TASK TO COMPLETE :: From the entries that follow, copy every line with the word "white".

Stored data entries
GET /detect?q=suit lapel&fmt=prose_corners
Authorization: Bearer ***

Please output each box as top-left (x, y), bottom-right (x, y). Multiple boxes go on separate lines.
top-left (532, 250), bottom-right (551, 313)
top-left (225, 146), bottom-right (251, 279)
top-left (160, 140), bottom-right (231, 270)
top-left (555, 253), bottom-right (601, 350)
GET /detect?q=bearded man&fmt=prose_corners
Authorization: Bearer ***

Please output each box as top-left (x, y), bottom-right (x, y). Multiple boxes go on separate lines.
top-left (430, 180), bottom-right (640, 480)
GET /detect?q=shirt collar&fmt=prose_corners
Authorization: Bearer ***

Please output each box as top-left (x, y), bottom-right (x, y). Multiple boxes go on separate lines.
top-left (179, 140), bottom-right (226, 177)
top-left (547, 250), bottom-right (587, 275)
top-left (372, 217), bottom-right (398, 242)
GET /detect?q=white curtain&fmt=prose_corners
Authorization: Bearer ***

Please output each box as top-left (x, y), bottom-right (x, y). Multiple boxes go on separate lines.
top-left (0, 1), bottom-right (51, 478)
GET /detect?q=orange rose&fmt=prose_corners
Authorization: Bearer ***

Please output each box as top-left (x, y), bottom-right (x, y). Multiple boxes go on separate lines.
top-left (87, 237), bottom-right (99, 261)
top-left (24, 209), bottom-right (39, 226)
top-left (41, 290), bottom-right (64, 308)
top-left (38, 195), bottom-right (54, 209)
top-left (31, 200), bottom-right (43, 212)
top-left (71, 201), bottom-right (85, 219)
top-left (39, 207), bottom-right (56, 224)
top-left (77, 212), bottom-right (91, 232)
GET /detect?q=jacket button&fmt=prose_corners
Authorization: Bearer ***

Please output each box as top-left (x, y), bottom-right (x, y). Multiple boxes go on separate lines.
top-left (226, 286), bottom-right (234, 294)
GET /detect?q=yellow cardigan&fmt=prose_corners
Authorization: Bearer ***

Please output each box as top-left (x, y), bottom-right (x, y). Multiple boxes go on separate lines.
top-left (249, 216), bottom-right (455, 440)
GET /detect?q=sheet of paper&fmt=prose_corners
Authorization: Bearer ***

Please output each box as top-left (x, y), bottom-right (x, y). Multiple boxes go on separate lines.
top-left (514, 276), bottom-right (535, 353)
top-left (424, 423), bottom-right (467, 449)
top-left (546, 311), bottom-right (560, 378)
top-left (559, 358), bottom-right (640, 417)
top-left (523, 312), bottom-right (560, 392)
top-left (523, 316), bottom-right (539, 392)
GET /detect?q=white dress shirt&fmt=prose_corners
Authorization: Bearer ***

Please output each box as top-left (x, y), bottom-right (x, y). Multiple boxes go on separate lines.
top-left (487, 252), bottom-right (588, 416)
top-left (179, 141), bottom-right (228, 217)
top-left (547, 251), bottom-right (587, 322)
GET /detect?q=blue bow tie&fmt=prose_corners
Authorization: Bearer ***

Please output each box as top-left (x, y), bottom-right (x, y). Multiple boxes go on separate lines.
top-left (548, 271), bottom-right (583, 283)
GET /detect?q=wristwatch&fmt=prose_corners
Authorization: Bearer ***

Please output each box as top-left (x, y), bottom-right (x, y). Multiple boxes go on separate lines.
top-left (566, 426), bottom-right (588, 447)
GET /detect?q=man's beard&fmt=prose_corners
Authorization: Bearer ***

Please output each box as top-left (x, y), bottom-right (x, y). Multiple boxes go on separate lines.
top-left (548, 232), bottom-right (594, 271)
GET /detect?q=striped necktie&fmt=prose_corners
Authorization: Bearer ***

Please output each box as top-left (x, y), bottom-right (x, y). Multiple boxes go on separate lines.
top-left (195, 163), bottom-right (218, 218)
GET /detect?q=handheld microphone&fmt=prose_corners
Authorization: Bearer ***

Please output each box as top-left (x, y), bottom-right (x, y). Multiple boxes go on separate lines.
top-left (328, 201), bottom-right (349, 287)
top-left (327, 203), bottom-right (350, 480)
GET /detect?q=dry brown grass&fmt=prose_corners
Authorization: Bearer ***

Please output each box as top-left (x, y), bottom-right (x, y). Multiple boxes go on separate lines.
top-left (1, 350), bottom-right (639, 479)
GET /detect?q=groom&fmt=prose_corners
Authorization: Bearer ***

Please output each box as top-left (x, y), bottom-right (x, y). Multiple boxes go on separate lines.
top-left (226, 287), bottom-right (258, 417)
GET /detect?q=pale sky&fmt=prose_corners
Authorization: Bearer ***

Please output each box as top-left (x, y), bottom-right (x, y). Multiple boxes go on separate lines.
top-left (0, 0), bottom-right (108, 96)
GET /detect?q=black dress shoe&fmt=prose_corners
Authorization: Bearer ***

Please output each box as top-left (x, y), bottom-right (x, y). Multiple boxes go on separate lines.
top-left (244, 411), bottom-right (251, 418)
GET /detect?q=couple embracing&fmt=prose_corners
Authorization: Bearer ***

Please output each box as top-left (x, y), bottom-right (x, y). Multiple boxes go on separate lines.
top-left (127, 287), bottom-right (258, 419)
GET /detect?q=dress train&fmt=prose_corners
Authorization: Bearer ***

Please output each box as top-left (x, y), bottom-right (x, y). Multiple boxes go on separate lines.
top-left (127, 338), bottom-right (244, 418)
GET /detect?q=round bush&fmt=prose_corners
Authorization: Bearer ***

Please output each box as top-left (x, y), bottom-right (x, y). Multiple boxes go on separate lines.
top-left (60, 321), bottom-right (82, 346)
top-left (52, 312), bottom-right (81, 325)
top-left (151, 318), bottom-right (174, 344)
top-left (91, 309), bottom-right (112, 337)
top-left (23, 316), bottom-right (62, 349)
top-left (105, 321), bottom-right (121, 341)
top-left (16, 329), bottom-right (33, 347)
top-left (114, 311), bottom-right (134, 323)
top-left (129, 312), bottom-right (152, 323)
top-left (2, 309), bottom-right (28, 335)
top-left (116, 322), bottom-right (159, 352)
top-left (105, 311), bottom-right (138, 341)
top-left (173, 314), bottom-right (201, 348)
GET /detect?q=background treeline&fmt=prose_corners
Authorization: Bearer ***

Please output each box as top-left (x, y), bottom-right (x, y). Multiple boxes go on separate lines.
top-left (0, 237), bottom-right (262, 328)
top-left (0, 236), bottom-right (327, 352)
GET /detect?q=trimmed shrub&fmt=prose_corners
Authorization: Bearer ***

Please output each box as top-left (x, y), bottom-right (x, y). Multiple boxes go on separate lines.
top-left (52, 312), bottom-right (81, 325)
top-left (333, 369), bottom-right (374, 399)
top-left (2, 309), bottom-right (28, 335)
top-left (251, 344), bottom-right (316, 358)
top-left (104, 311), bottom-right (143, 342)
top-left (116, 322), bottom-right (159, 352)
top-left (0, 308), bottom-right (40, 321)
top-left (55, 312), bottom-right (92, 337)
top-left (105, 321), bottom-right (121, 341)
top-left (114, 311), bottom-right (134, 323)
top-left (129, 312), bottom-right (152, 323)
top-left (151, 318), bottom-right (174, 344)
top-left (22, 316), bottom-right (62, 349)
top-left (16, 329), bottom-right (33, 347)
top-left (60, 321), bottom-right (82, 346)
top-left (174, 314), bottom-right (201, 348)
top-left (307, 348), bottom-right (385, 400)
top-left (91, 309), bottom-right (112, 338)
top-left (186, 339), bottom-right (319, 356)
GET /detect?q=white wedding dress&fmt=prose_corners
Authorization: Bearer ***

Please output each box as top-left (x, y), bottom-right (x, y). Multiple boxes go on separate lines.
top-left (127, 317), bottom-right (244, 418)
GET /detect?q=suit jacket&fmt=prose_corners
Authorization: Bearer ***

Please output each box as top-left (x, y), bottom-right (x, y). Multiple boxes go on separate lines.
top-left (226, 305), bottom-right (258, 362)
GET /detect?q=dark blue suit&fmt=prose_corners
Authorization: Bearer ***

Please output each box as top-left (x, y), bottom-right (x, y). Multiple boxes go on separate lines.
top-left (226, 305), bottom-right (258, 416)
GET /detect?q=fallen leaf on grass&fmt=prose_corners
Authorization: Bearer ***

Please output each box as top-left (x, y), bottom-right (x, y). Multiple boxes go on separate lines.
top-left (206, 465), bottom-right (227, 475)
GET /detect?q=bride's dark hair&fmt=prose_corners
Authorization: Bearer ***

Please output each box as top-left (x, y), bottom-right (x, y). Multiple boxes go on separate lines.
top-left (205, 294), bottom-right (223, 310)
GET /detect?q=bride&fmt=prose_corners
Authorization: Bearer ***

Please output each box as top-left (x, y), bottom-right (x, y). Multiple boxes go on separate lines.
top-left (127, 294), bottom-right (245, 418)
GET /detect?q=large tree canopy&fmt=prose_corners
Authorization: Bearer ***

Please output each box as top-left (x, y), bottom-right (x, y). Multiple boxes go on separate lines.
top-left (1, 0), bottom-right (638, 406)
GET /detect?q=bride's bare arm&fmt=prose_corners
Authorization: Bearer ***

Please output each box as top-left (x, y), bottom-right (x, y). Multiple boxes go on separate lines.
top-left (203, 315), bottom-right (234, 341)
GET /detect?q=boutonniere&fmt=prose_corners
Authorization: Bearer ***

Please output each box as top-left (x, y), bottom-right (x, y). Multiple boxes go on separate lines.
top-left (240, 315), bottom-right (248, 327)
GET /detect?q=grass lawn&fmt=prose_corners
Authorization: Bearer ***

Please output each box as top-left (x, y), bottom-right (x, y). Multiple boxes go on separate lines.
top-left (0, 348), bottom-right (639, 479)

RESPONSE BOX ::
GET /detect?q=white curtain&fmt=prose_corners
GET /detect?q=white dress shirt&fmt=prose_corners
GET /detect?q=white wedding dress&fmt=prose_corners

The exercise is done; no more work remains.